*ABOUT THIS EXERCISE*: Your reply should be the complete data, reproduced exactly.

*EXERCISE MATERIAL*:
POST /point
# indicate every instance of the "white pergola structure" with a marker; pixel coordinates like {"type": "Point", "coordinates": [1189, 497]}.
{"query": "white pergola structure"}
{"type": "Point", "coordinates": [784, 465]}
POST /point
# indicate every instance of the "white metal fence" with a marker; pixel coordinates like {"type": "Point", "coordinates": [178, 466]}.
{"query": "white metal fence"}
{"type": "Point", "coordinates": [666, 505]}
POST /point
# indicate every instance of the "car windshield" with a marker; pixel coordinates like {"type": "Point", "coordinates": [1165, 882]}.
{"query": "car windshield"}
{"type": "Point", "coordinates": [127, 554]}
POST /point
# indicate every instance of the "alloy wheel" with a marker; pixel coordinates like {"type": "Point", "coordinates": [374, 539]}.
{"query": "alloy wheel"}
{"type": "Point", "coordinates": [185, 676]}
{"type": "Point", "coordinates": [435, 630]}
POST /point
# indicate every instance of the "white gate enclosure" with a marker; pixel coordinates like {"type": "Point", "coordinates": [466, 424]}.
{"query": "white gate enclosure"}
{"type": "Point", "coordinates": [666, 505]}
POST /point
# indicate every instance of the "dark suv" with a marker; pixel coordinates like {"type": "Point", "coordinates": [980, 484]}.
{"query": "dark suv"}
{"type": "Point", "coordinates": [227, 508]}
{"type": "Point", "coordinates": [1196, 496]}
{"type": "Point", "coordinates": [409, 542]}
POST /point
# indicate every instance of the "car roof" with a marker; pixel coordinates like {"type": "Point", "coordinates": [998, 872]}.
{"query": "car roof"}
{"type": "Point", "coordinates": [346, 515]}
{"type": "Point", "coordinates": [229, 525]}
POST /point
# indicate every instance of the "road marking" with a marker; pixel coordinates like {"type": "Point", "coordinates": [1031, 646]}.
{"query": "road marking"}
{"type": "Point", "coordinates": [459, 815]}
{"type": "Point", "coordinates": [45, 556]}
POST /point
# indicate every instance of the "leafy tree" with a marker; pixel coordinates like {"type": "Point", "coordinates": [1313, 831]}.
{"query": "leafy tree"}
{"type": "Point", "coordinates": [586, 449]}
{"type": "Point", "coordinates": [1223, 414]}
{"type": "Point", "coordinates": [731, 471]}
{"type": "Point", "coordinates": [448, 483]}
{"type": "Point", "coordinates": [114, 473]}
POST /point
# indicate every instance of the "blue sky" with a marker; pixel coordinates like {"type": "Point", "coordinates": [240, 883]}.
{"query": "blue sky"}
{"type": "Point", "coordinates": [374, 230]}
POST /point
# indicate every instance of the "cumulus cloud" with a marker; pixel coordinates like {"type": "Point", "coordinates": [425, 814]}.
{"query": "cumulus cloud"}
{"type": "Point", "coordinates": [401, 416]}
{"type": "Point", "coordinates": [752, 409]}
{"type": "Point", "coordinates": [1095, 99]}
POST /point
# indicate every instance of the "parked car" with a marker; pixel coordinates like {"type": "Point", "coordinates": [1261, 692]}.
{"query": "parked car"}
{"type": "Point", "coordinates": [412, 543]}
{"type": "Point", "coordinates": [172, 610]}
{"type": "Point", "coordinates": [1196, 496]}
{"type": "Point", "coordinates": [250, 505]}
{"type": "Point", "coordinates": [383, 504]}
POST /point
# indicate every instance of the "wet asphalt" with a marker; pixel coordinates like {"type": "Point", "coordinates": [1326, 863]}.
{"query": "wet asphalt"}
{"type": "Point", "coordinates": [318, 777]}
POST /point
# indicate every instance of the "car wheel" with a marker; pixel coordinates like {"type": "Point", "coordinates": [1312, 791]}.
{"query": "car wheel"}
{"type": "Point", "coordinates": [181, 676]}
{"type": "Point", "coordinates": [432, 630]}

*ANSWER FOR THE TASK*:
POST /point
# indicate every instance of the "white pergola structure" with a marker; pixel coordinates like {"type": "Point", "coordinates": [1189, 497]}.
{"query": "white pergola structure"}
{"type": "Point", "coordinates": [784, 465]}
POST /point
# indicate every instance of the "white metal fence" with a marker; pixel coordinates like {"type": "Point", "coordinates": [178, 466]}.
{"query": "white metal fence"}
{"type": "Point", "coordinates": [666, 505]}
POST /point
# indicate every instance of the "car windshield" with a marker; pixel coordinates like {"type": "Point", "coordinates": [1165, 882]}.
{"query": "car windshield"}
{"type": "Point", "coordinates": [127, 554]}
POST /point
# indicate every instance of the "alloy wheel" with a marker; pixel coordinates like {"type": "Point", "coordinates": [374, 539]}.
{"query": "alloy wheel"}
{"type": "Point", "coordinates": [185, 676]}
{"type": "Point", "coordinates": [435, 630]}
POST /point
# indicate every instance of the "white gate enclosure" with a marker; pixel coordinates like {"type": "Point", "coordinates": [466, 424]}.
{"query": "white gate enclosure"}
{"type": "Point", "coordinates": [666, 505]}
POST /point
# indicate every instance of the "dark suv" with a marker; pixel coordinates like {"type": "Point", "coordinates": [980, 484]}.
{"query": "dark suv"}
{"type": "Point", "coordinates": [227, 508]}
{"type": "Point", "coordinates": [1196, 496]}
{"type": "Point", "coordinates": [409, 542]}
POST /point
# indicate every instance of the "car roof" with a marker; pixel coordinates like {"type": "Point", "coordinates": [998, 872]}.
{"query": "car roof"}
{"type": "Point", "coordinates": [346, 515]}
{"type": "Point", "coordinates": [229, 525]}
POST /point
# indicate every instance of the "road marking" with a marker; pixel coordinates like {"type": "Point", "coordinates": [1031, 646]}.
{"query": "road marking"}
{"type": "Point", "coordinates": [459, 815]}
{"type": "Point", "coordinates": [45, 556]}
POST /point
# indicate every instance of the "leafy tree" with a marker; pixel coordinates like {"type": "Point", "coordinates": [1313, 831]}.
{"query": "leafy tree"}
{"type": "Point", "coordinates": [586, 449]}
{"type": "Point", "coordinates": [1223, 414]}
{"type": "Point", "coordinates": [731, 471]}
{"type": "Point", "coordinates": [448, 483]}
{"type": "Point", "coordinates": [114, 473]}
POST /point
# indicate every instance of the "blue sky" with a marker; pixel coordinates like {"type": "Point", "coordinates": [240, 883]}.
{"query": "blue sky"}
{"type": "Point", "coordinates": [374, 230]}
POST /point
# indicate every instance of the "cumulus cloud" with a marker; pixel coordinates like {"type": "Point", "coordinates": [425, 814]}.
{"query": "cumulus cloud"}
{"type": "Point", "coordinates": [401, 416]}
{"type": "Point", "coordinates": [752, 409]}
{"type": "Point", "coordinates": [1095, 99]}
POST /point
# indicate every instance of the "parked car" with a marker; pixel coordinates like {"type": "Point", "coordinates": [1261, 692]}.
{"query": "parked car"}
{"type": "Point", "coordinates": [412, 543]}
{"type": "Point", "coordinates": [172, 610]}
{"type": "Point", "coordinates": [1196, 496]}
{"type": "Point", "coordinates": [250, 505]}
{"type": "Point", "coordinates": [383, 504]}
POST /point
# indicate every instance of the "wet asphalt" with a marker; pixel coordinates like {"type": "Point", "coordinates": [1326, 863]}.
{"query": "wet asphalt"}
{"type": "Point", "coordinates": [318, 777]}
POST /point
# indicate every instance of the "car wheel" with a marker; pixel coordinates like {"type": "Point", "coordinates": [1312, 791]}.
{"query": "car wheel"}
{"type": "Point", "coordinates": [181, 676]}
{"type": "Point", "coordinates": [432, 630]}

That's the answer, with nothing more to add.